• Problem description: Transcribe the listing below verbatim, line for line, with no changes.

START

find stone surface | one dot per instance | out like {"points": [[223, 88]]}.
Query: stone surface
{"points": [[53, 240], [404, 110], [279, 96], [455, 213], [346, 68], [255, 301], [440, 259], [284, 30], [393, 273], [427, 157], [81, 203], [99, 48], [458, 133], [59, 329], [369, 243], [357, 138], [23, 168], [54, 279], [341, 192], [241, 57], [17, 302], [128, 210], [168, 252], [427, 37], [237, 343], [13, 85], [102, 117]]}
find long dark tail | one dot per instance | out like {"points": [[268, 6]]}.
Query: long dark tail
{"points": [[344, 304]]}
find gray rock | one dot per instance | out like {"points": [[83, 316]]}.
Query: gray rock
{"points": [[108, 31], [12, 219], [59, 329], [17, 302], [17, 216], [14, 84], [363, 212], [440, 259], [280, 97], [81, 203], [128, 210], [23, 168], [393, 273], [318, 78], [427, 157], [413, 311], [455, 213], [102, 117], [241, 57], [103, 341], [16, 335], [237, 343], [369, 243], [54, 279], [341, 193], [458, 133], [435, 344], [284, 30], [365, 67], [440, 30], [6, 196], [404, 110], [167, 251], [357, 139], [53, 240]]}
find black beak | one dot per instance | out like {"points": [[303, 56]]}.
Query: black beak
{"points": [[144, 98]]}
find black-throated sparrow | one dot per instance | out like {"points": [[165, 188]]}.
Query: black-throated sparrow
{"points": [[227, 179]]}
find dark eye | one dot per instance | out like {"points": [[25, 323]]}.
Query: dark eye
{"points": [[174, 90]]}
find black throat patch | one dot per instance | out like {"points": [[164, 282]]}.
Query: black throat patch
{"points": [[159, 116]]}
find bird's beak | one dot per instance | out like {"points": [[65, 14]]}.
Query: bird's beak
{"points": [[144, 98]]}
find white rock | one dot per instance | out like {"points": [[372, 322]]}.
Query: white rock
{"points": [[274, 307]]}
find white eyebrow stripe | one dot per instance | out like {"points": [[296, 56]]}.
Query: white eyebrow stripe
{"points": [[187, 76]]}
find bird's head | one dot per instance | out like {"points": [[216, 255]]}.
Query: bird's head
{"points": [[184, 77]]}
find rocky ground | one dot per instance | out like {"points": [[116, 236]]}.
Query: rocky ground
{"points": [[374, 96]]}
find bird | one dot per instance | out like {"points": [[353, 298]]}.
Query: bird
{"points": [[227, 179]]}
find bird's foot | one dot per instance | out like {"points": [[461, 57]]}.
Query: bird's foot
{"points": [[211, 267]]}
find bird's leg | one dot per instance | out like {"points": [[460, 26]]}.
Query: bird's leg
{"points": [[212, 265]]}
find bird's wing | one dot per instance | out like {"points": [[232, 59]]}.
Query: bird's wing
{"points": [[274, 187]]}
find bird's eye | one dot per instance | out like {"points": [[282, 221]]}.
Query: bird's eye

END

• Solution to the exercise:
find stone surface | one dot per instance | out like {"points": [[223, 88]]}.
Query: stone surface
{"points": [[53, 240], [404, 110], [279, 96], [455, 213], [346, 68], [255, 301], [440, 259], [284, 30], [393, 273], [427, 157], [81, 203], [99, 48], [458, 133], [59, 329], [369, 243], [357, 138], [23, 168], [54, 279], [341, 192], [241, 57], [17, 302], [128, 210], [168, 252], [427, 37], [237, 343], [13, 85], [102, 117]]}
find long dark tail | one dot per instance | out like {"points": [[268, 6]]}.
Query: long dark tail
{"points": [[344, 304]]}
find gray rock | one dot per instance | out like {"points": [[83, 316]]}.
Query: gray rock
{"points": [[108, 31], [12, 219], [59, 329], [17, 302], [17, 216], [14, 84], [363, 212], [440, 259], [280, 97], [81, 203], [128, 210], [23, 168], [393, 273], [318, 78], [427, 157], [413, 311], [455, 213], [102, 117], [241, 57], [103, 341], [16, 335], [237, 343], [369, 243], [54, 279], [341, 193], [458, 133], [435, 344], [284, 30], [365, 67], [440, 30], [6, 196], [404, 110], [167, 251], [357, 139], [53, 240]]}
find black beak | one dot per instance | out like {"points": [[303, 56]]}.
Query: black beak
{"points": [[144, 98]]}
find black-throated sparrow | one dot per instance | out like {"points": [[165, 188]]}.
Query: black-throated sparrow
{"points": [[227, 179]]}
find dark eye | one dot per instance | out like {"points": [[25, 323]]}.
Query: dark eye
{"points": [[174, 90]]}
find black throat patch | one dot per instance | out like {"points": [[164, 282]]}.
Query: black throat patch
{"points": [[159, 116]]}
find bird's beak | one dot per instance | out like {"points": [[65, 14]]}.
Query: bird's beak
{"points": [[144, 98]]}
find white rock | one dot per instance | out like {"points": [[372, 322]]}.
Query: white rock
{"points": [[274, 307]]}
find white eyebrow stripe | one dot per instance | out like {"points": [[296, 56]]}.
Query: white eyebrow stripe
{"points": [[187, 76]]}
find bird's head | one dot per instance | out like {"points": [[216, 255]]}.
Query: bird's head
{"points": [[184, 77]]}
find rocky ground | one dot per instance | out like {"points": [[116, 236]]}.
Query: rocky ground
{"points": [[374, 96]]}
find bird | one dot per instance | out like {"points": [[353, 298]]}.
Query: bird
{"points": [[227, 179]]}
find bird's foot | one dot per instance | out like {"points": [[461, 57]]}.
Query: bird's foot
{"points": [[211, 267]]}
find bird's leg | one dot per instance | out like {"points": [[460, 26]]}.
Query: bird's leg
{"points": [[212, 265]]}
find bird's wing | one dot per instance | out like {"points": [[232, 59]]}.
Query: bird's wing
{"points": [[274, 187]]}
find bird's eye | one dot per instance | out like {"points": [[282, 221]]}.
Query: bird's eye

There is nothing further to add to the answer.